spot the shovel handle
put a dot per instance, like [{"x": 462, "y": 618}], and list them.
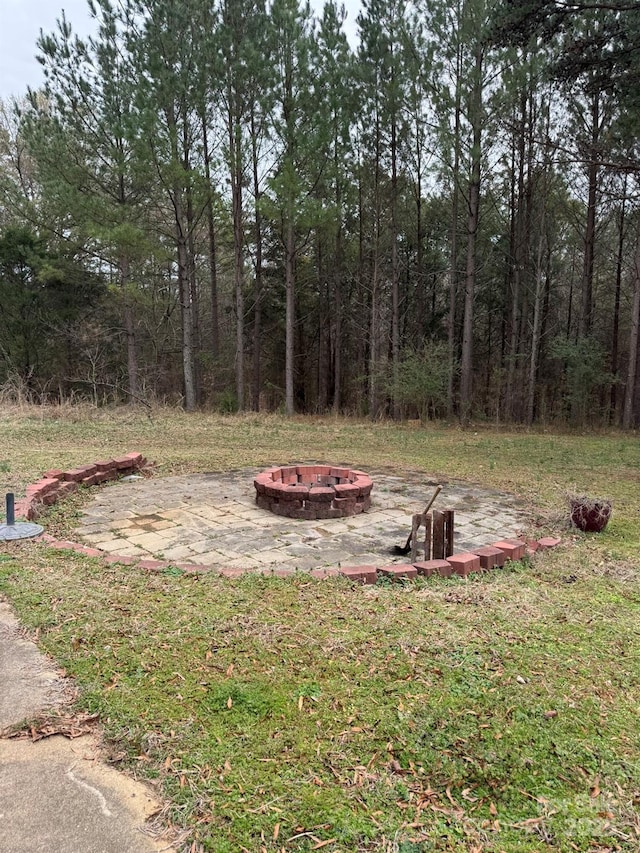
[
  {"x": 429, "y": 505},
  {"x": 431, "y": 502}
]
********************
» Exercise description
All of the material above must be retyped exactly, line for line, with the images dropped.

» Answer
spot the shovel handle
put a dot per instance, like [{"x": 462, "y": 618}], and list them.
[
  {"x": 429, "y": 505},
  {"x": 431, "y": 502}
]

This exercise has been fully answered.